Prostate cancer constitutes around 9% of all cancer deaths in men [21]. The disease is quite complex and heterogeneous in nature, and several factors including genetic, environmental, age, and origin contribute to the development of this disease [3, 22, 23]. Several studies are directed at understanding the mechanisms underlying the development of prostate cancer [20]. The present study was designed to evaluate the SP1/SNHG16/GLUT1 axis as a therapeutic target for the management of prostate cancer. Several previous studies have shown upregulation of SNHG16 in different human malignancies; for instance, in breast cancer, SNHG16 upregulation promotes proliferation and metastasis [23]. Similarly, Lian et al. reported the involvement of SNHG16 in the progression of gastric cancer [24]. Shao et al. discovered that elevated levels of lncRNA-SNHG16 differentiate prostate carcinoma from healthy tissues and are positively associated with GLUT-1 mRNA in tumors. In vitro experiments demonstrated that suppressing lncRNA-SNHG16 using siRNA decreases GLUT-1 expression, lowers glucose uptake, and suppresses cancer cell growth in prostate carcinoma while leaving normal prostate cells unaffected [25]. In another previous study, SNHG16 was shown to be involved in the development of prostate cancer [20]. However, the present study, for the first time, reports the involvement of the SP1 transcription factor in the SNHG16-mediated proliferation of prostate cancer cells. Herein, we found that SP1/SNHG16 promotes the proliferation of prostate cancer cells by enhancing aerobic glycolysis. Despite the fact that glycolysis is not the primary source of energy for primary PCa use, obstruction of this route has demonstrated beneficial therapeutic effects. In general, suppression of glycolysis can reduce the size and metastases of neoplasms, postpone the initiation of castration-resistant prostate cancer (CRPC), increase the production of pro-apoptotic factors, and preserve low levels of prostate-specific antigen (PSA). In addition, suppression of glycolytic activities in PCa cells has a synergistic impact on other anticancer agents [26, 27].

## [Data]
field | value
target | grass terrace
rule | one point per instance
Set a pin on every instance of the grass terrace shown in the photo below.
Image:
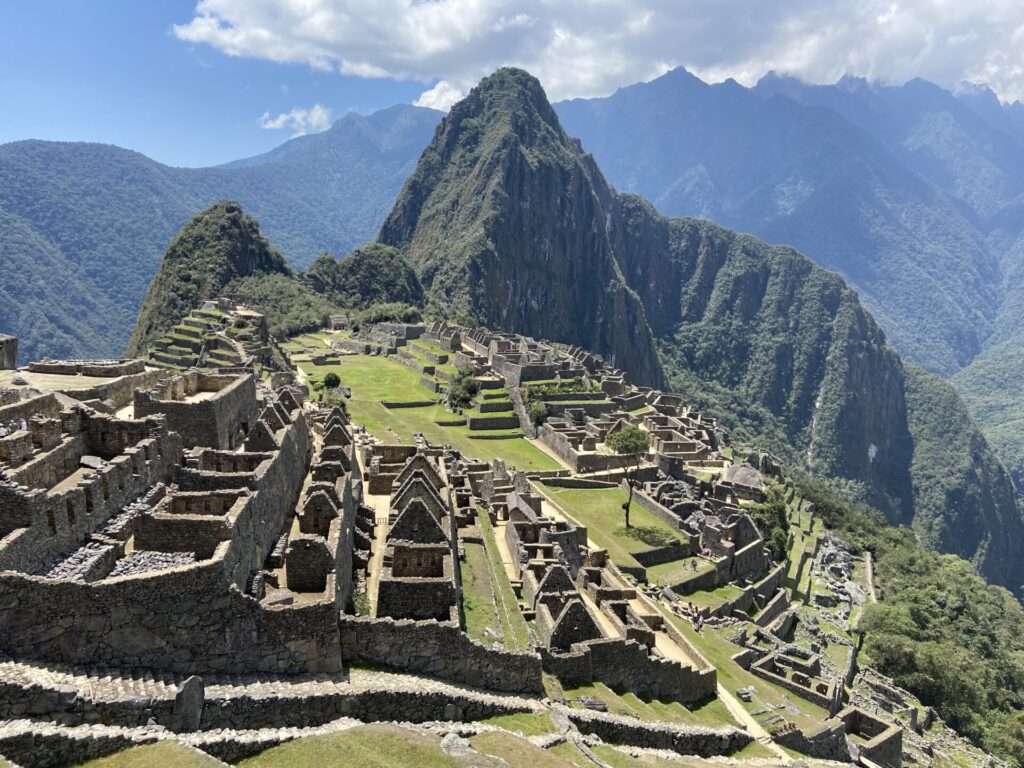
(374, 379)
(601, 511)
(514, 628)
(715, 598)
(372, 745)
(711, 713)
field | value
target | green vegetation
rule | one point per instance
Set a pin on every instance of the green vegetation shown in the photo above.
(515, 752)
(772, 520)
(537, 412)
(83, 225)
(513, 625)
(601, 509)
(462, 389)
(631, 442)
(368, 745)
(373, 379)
(993, 389)
(478, 602)
(526, 723)
(216, 246)
(290, 306)
(166, 754)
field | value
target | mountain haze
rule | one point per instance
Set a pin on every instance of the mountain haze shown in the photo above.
(811, 178)
(510, 223)
(913, 194)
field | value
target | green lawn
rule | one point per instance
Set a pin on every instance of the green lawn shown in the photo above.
(516, 753)
(374, 379)
(670, 573)
(526, 723)
(600, 510)
(716, 597)
(711, 713)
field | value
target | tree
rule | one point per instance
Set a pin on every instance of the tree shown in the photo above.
(632, 443)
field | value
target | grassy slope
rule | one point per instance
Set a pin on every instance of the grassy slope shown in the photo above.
(374, 379)
(166, 754)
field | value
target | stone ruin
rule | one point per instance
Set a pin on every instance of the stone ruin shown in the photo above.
(8, 352)
(241, 547)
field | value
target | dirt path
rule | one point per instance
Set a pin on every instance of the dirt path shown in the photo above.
(869, 577)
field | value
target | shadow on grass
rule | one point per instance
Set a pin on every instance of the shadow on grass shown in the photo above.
(649, 535)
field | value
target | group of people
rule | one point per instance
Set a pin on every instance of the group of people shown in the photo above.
(13, 426)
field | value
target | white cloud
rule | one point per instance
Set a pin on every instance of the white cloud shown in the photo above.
(313, 120)
(590, 47)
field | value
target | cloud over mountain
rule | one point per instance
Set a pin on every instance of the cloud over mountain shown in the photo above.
(590, 47)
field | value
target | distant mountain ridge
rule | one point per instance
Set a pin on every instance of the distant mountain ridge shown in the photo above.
(83, 226)
(912, 193)
(509, 223)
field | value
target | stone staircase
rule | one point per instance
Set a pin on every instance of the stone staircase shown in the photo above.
(134, 697)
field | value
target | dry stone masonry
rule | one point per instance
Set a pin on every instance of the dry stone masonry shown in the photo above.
(192, 548)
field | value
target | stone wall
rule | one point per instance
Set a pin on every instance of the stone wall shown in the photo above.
(827, 741)
(705, 742)
(118, 392)
(8, 352)
(42, 526)
(185, 619)
(416, 598)
(628, 665)
(440, 650)
(45, 406)
(477, 423)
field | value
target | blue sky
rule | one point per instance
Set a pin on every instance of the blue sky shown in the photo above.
(187, 82)
(113, 72)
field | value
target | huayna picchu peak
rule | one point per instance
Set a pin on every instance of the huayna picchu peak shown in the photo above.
(538, 475)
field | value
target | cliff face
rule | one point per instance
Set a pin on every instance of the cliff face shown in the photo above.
(215, 247)
(503, 219)
(778, 332)
(510, 224)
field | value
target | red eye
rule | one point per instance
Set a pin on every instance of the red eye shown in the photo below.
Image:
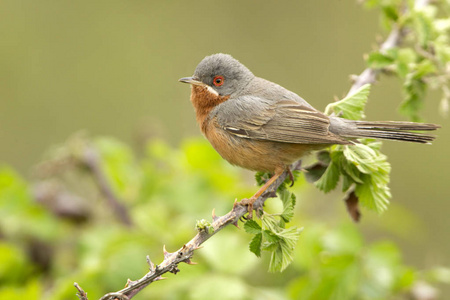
(218, 80)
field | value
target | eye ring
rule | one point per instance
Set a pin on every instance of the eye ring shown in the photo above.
(218, 80)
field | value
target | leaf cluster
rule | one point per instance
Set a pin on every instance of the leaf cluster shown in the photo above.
(273, 236)
(423, 57)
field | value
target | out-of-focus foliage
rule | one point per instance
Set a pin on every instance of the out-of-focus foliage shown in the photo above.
(43, 251)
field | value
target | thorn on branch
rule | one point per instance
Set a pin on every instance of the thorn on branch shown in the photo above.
(150, 264)
(82, 295)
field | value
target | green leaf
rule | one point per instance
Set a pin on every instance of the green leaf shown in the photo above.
(377, 60)
(329, 179)
(252, 227)
(288, 200)
(352, 106)
(284, 252)
(255, 244)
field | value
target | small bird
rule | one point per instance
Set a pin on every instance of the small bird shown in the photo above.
(261, 126)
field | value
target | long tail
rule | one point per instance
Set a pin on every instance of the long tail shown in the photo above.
(390, 130)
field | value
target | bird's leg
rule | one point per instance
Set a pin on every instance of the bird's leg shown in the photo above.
(249, 202)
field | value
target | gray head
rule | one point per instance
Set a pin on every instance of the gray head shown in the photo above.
(222, 73)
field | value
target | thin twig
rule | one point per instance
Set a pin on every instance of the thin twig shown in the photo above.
(185, 253)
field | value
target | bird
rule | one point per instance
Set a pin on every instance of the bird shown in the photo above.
(259, 125)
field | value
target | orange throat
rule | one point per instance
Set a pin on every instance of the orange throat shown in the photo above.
(204, 101)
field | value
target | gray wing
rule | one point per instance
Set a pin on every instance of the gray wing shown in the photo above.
(284, 121)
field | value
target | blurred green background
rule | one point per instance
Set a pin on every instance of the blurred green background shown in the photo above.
(111, 68)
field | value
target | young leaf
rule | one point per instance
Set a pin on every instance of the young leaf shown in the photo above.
(329, 179)
(252, 227)
(288, 199)
(255, 244)
(352, 106)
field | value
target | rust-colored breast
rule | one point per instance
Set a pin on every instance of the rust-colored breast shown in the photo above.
(204, 101)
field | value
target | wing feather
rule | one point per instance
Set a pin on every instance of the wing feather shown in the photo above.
(285, 121)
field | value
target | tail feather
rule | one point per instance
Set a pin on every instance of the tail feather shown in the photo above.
(390, 130)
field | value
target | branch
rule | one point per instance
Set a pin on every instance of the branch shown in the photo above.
(184, 254)
(394, 38)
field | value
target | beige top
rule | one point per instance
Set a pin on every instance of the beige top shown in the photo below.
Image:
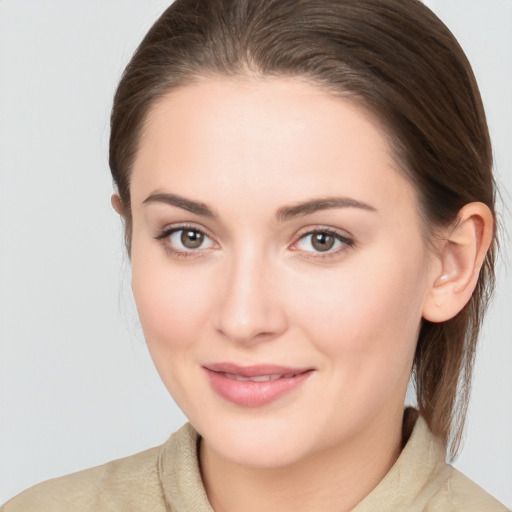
(167, 479)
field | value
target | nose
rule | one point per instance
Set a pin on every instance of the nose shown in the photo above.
(249, 305)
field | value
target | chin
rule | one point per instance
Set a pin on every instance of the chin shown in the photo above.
(256, 444)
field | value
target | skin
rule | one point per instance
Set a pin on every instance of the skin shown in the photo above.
(258, 292)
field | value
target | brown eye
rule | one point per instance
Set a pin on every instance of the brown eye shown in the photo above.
(191, 238)
(322, 241)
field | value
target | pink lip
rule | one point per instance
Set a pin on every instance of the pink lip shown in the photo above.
(248, 393)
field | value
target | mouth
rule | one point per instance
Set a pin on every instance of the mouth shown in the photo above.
(254, 386)
(259, 378)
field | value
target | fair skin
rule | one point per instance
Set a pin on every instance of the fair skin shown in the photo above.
(335, 291)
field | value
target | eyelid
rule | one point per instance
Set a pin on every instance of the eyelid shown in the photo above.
(169, 230)
(344, 237)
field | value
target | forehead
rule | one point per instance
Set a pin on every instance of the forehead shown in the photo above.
(285, 137)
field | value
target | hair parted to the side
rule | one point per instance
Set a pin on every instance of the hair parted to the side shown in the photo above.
(394, 57)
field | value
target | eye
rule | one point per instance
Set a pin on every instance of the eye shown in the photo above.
(185, 239)
(323, 241)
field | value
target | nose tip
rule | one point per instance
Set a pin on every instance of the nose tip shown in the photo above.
(250, 308)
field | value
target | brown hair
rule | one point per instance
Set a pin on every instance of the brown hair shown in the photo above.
(397, 59)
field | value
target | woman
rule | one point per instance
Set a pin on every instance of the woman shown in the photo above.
(309, 212)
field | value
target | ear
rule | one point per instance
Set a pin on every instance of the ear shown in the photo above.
(461, 253)
(117, 204)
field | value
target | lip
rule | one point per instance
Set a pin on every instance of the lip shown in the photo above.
(256, 385)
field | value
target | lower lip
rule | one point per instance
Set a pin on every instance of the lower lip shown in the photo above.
(253, 394)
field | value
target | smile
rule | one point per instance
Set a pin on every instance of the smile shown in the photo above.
(260, 378)
(254, 386)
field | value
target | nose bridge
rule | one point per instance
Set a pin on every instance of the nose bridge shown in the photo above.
(249, 308)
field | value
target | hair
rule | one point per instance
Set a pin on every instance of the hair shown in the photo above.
(394, 58)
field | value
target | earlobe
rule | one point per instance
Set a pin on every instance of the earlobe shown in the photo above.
(461, 254)
(117, 203)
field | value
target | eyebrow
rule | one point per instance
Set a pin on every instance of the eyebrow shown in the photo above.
(283, 214)
(181, 202)
(314, 205)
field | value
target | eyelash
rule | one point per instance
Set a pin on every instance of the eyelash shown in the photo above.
(345, 240)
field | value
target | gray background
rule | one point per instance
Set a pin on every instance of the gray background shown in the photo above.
(77, 385)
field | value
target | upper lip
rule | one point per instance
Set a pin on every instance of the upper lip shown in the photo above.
(256, 370)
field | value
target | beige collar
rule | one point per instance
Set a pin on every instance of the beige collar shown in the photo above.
(412, 481)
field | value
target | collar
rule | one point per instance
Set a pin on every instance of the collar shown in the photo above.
(415, 477)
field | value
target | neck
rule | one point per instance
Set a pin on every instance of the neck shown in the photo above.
(341, 475)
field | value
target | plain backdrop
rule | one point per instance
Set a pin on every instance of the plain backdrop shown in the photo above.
(77, 385)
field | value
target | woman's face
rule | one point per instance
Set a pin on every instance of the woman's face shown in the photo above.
(279, 267)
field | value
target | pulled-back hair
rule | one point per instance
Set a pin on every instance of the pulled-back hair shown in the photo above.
(395, 58)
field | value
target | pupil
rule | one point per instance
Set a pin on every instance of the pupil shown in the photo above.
(323, 241)
(191, 239)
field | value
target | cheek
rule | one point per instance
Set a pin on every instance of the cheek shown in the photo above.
(370, 306)
(172, 304)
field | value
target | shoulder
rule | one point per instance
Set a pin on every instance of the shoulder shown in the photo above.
(126, 484)
(460, 494)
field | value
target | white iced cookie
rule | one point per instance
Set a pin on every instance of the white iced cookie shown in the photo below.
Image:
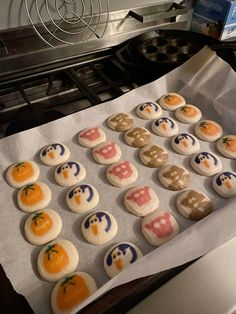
(99, 227)
(194, 205)
(172, 101)
(43, 226)
(71, 291)
(174, 177)
(165, 126)
(188, 114)
(106, 153)
(185, 144)
(82, 198)
(57, 259)
(159, 227)
(153, 156)
(54, 154)
(141, 200)
(22, 173)
(33, 197)
(206, 164)
(119, 257)
(122, 173)
(91, 137)
(70, 173)
(227, 146)
(208, 130)
(224, 184)
(149, 111)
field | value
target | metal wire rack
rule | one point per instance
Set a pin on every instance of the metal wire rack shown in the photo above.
(59, 22)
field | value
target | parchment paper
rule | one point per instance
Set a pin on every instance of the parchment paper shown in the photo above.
(205, 80)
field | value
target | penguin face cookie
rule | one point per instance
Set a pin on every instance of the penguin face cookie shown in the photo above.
(159, 227)
(82, 198)
(70, 173)
(165, 127)
(119, 257)
(54, 154)
(206, 164)
(99, 228)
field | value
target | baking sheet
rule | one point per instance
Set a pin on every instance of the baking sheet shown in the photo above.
(205, 80)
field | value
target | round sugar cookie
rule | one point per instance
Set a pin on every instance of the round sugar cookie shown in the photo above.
(33, 197)
(57, 259)
(91, 137)
(227, 146)
(185, 144)
(137, 137)
(82, 198)
(22, 173)
(106, 153)
(188, 114)
(71, 291)
(43, 226)
(159, 227)
(208, 130)
(70, 173)
(54, 154)
(153, 156)
(99, 227)
(174, 177)
(172, 101)
(165, 127)
(141, 200)
(120, 122)
(224, 184)
(206, 164)
(122, 173)
(149, 110)
(194, 205)
(119, 257)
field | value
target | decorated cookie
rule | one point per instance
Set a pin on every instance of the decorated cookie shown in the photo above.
(227, 146)
(208, 130)
(57, 259)
(224, 184)
(172, 101)
(99, 227)
(165, 127)
(70, 173)
(194, 205)
(120, 122)
(188, 114)
(206, 164)
(149, 111)
(159, 227)
(137, 137)
(91, 137)
(122, 173)
(54, 154)
(119, 257)
(22, 173)
(185, 144)
(43, 226)
(174, 177)
(107, 153)
(82, 198)
(71, 291)
(34, 197)
(141, 200)
(153, 156)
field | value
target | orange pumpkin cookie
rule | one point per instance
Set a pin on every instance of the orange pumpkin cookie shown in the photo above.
(43, 226)
(22, 173)
(57, 259)
(71, 291)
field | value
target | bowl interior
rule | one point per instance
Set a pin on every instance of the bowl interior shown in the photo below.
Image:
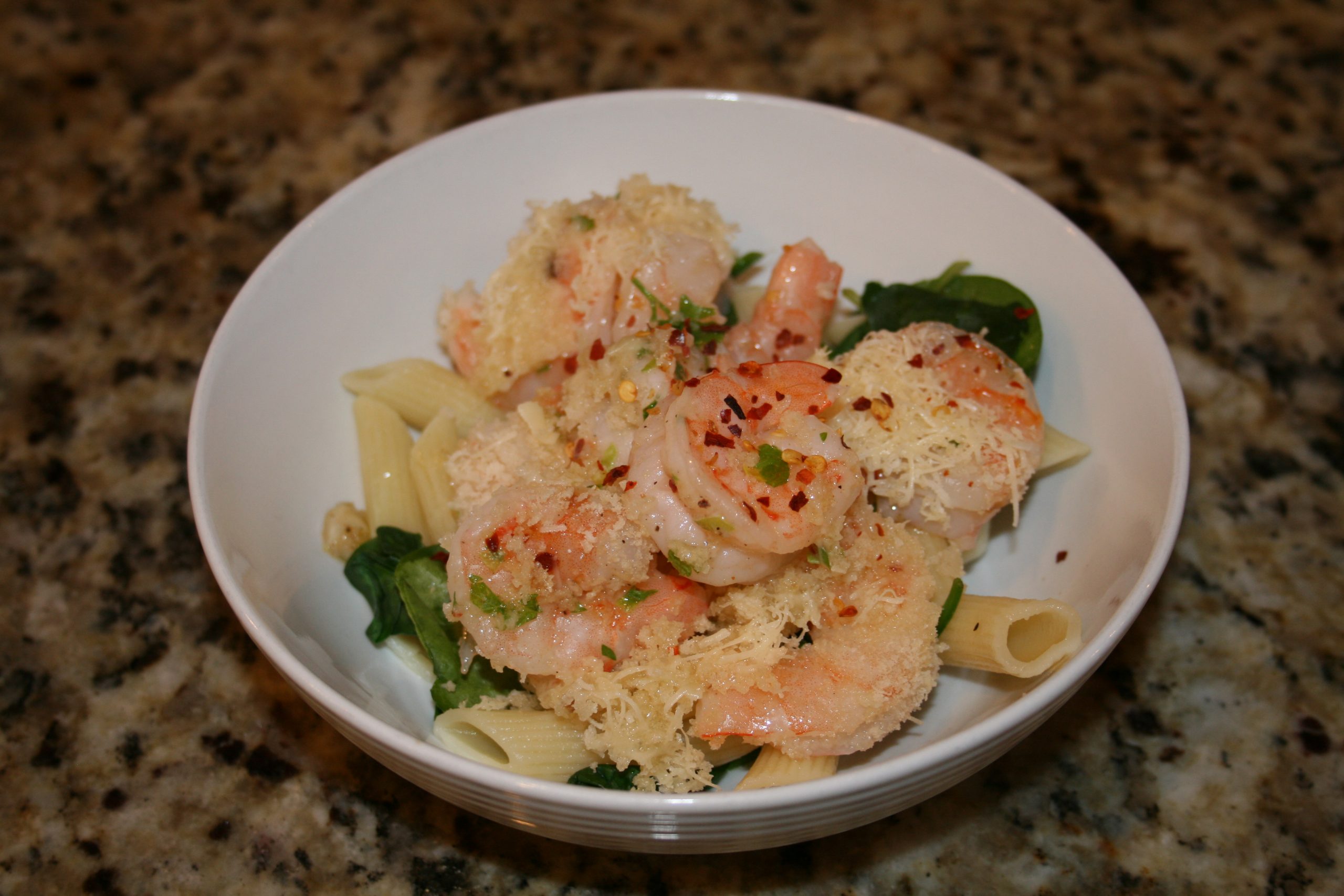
(358, 282)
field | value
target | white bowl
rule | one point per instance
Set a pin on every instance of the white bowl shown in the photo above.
(356, 284)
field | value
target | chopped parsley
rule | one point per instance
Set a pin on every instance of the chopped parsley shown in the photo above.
(636, 596)
(494, 605)
(680, 566)
(949, 606)
(771, 465)
(743, 263)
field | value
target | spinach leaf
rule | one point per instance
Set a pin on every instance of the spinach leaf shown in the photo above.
(423, 583)
(970, 303)
(606, 777)
(370, 570)
(741, 762)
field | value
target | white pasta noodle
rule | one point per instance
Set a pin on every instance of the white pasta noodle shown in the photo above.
(417, 390)
(429, 473)
(1059, 450)
(772, 769)
(1011, 636)
(530, 742)
(385, 449)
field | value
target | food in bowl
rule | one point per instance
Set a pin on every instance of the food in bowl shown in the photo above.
(652, 525)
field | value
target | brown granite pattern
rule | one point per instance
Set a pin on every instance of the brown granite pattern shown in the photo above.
(152, 154)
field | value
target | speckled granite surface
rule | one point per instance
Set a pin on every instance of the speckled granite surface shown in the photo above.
(152, 154)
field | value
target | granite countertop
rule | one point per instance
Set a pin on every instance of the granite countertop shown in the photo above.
(152, 154)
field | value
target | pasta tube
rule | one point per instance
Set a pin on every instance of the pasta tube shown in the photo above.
(531, 742)
(772, 769)
(433, 484)
(1014, 637)
(417, 390)
(385, 448)
(1059, 450)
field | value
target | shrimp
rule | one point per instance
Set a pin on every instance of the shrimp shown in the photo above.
(754, 462)
(964, 398)
(788, 321)
(549, 578)
(872, 662)
(568, 288)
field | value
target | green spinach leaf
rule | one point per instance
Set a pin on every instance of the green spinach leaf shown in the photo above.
(370, 570)
(423, 583)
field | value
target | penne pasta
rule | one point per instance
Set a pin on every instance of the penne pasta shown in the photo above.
(773, 769)
(530, 742)
(1014, 637)
(385, 449)
(417, 390)
(1059, 450)
(433, 484)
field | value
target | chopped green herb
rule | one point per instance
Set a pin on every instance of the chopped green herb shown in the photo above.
(606, 775)
(743, 263)
(492, 604)
(772, 465)
(635, 596)
(680, 566)
(819, 556)
(741, 762)
(949, 606)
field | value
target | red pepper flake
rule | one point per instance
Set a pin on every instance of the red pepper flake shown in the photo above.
(714, 440)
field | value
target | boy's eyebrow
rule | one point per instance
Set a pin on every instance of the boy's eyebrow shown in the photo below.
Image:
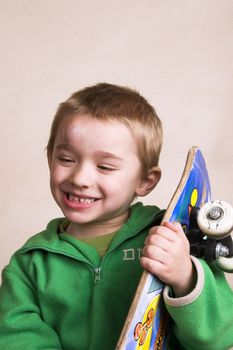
(105, 154)
(64, 146)
(100, 154)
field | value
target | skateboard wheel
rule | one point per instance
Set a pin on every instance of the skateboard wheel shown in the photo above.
(215, 219)
(225, 264)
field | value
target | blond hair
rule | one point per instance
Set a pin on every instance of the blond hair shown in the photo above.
(111, 102)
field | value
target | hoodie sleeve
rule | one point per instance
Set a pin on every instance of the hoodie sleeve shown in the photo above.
(21, 325)
(203, 319)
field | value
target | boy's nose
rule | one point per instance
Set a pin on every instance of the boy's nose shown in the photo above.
(82, 176)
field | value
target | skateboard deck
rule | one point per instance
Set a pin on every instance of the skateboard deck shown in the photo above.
(147, 323)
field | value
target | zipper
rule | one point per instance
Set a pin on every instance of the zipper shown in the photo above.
(97, 275)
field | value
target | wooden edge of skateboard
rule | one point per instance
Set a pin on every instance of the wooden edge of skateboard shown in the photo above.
(187, 168)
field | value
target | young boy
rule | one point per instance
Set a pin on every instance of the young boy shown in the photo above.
(70, 287)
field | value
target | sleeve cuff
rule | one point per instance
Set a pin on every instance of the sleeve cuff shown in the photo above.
(193, 295)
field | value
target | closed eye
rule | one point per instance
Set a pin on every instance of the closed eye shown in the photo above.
(65, 160)
(106, 167)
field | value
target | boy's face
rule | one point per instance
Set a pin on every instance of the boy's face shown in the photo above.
(95, 173)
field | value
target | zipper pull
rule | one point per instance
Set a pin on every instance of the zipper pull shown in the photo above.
(97, 272)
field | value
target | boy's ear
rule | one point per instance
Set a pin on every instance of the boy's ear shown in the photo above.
(149, 182)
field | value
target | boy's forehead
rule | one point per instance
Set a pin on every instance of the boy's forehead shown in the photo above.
(81, 128)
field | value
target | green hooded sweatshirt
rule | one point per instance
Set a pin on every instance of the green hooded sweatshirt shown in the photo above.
(57, 293)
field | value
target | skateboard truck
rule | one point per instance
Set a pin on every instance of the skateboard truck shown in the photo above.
(210, 233)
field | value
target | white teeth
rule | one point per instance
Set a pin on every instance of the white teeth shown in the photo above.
(80, 200)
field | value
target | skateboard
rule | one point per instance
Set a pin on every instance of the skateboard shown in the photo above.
(208, 225)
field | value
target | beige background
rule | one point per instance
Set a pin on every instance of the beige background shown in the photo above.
(178, 53)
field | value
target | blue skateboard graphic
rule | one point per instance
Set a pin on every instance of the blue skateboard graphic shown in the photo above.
(147, 324)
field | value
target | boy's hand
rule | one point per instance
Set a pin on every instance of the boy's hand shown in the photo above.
(166, 254)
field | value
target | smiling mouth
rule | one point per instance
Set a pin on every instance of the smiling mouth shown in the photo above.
(81, 200)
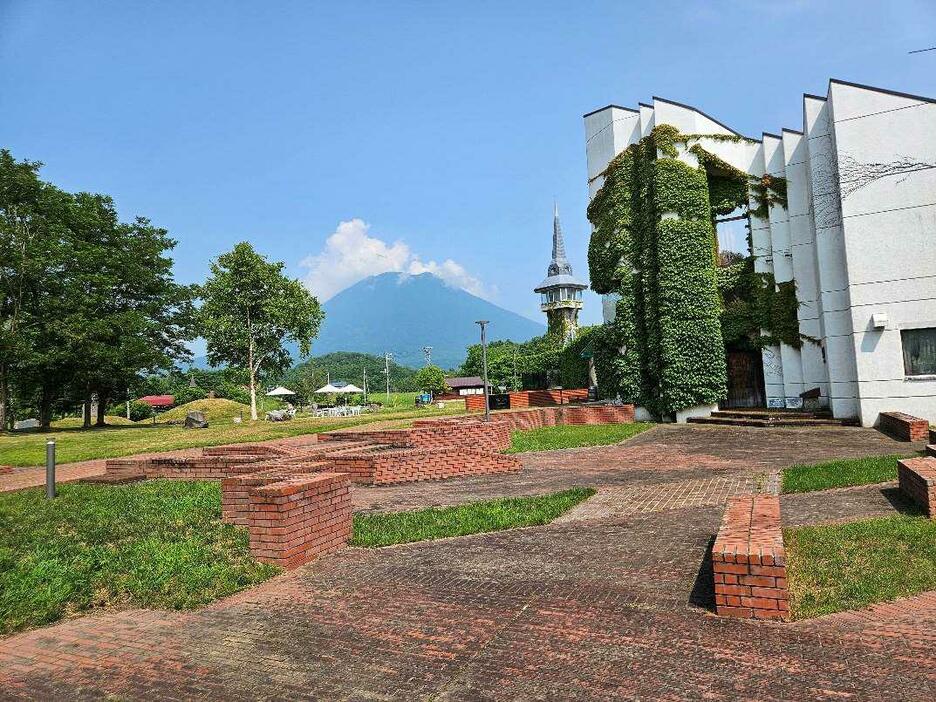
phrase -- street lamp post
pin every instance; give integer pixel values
(487, 399)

## [Activity]
In the prostate cancer passage, what share of all cancer deaths in men does prostate cancer make up?

## [Answer space]
Around 9%.